### Prompt
Would you output the entries below only from the line containing "Read each <instance>" through the line containing "box: [228, 258, 251, 271]", exactly as they stand and with both ends included?

[Saved entries]
---

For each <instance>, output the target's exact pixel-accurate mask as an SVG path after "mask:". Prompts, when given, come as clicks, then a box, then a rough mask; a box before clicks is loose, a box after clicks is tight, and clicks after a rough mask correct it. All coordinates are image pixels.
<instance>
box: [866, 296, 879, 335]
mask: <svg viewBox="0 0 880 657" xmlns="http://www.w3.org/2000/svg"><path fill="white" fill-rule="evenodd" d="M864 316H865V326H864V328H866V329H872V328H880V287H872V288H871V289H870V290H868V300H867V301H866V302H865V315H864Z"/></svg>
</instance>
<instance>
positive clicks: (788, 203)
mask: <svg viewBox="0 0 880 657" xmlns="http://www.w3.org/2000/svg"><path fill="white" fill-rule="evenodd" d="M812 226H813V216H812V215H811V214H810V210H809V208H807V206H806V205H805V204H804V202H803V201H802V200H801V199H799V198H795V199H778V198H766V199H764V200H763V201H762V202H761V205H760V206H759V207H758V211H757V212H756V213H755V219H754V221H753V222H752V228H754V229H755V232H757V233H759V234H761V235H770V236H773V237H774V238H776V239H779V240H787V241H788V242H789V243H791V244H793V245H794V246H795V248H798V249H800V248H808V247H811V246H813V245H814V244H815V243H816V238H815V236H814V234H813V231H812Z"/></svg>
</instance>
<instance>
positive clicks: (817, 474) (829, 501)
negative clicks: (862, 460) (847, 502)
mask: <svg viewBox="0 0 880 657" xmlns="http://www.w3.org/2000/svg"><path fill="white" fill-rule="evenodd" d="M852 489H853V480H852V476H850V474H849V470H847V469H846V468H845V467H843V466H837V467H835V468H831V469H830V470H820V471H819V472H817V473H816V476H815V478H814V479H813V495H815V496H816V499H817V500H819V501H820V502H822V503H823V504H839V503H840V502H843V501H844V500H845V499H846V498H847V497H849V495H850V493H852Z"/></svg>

---

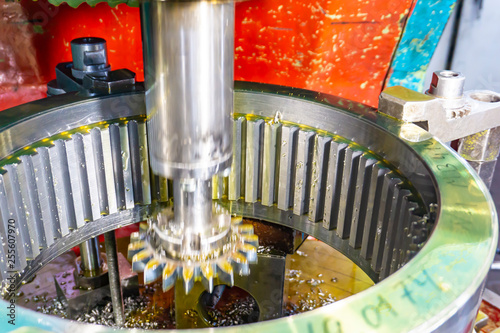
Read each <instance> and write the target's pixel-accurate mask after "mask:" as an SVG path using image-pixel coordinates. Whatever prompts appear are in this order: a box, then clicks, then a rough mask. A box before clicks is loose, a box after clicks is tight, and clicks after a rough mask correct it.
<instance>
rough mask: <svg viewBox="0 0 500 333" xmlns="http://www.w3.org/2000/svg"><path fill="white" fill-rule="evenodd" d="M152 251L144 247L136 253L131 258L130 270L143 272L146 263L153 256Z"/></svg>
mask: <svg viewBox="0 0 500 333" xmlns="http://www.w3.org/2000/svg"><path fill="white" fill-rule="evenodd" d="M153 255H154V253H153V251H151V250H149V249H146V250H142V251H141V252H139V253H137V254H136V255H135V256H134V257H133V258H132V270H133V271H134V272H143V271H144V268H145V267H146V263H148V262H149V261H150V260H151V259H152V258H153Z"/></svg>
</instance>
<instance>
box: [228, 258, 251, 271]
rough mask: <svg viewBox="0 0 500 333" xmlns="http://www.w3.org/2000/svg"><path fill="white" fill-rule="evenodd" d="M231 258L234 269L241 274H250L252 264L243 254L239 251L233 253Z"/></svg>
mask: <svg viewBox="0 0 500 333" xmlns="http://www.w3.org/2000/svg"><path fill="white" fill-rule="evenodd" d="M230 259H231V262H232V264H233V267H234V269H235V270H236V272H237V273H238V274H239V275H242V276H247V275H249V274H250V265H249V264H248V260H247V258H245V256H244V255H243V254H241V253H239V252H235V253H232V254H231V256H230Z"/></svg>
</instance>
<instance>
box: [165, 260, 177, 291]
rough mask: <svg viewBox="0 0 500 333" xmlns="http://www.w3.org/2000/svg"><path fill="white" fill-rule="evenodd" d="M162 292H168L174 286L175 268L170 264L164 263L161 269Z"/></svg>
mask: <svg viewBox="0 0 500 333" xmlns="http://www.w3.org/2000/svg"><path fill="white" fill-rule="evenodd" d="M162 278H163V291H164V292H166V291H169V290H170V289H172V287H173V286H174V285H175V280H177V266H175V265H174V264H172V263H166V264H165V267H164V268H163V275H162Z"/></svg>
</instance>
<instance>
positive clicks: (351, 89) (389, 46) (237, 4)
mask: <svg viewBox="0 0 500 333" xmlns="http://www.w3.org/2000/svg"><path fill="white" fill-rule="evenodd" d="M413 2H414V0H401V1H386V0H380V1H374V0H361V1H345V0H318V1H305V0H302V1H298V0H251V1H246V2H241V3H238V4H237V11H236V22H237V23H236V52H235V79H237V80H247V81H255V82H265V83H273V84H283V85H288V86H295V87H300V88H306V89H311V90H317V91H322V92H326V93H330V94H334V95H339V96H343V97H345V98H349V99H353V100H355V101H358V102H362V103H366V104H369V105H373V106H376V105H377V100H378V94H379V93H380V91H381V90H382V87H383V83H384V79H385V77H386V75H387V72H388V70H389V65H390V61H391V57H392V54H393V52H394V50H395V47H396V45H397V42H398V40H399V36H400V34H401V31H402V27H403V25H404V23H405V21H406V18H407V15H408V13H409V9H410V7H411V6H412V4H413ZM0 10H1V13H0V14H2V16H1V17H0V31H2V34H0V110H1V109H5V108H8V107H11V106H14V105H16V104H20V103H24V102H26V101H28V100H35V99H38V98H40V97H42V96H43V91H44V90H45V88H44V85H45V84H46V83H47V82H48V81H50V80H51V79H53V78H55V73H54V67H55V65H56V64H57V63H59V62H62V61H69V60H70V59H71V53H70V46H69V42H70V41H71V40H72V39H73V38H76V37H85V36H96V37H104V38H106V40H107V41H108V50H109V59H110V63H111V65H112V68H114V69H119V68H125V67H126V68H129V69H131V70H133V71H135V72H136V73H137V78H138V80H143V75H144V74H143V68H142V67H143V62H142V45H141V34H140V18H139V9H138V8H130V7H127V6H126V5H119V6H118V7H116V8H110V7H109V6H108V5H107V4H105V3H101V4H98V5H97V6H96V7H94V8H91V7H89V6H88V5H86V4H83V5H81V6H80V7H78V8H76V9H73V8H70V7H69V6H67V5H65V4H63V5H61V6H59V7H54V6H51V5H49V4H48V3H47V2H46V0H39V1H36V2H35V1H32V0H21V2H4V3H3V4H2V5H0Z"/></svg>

---

### Reply
Read each <instance> and write the target's pixel-accurate mask after "mask:" as an SVG path using image-pixel coordinates. Whatever prompts appear are in this order: a box, then clicks, then a rough mask. A box before clicks is loose, a box after clicks is tight, and clicks after a rough mask correct it.
<instance>
rough mask: <svg viewBox="0 0 500 333" xmlns="http://www.w3.org/2000/svg"><path fill="white" fill-rule="evenodd" d="M152 251L144 247L136 253L131 258L130 270L143 272L146 263L153 256Z"/></svg>
mask: <svg viewBox="0 0 500 333" xmlns="http://www.w3.org/2000/svg"><path fill="white" fill-rule="evenodd" d="M153 255H154V253H153V251H151V250H149V249H146V250H142V251H141V252H139V253H137V254H136V255H135V256H134V257H133V258H132V270H133V271H134V272H143V271H144V268H145V267H146V263H148V262H149V261H150V260H151V259H152V258H153Z"/></svg>
</instance>
<instance>
box: [228, 258, 251, 271]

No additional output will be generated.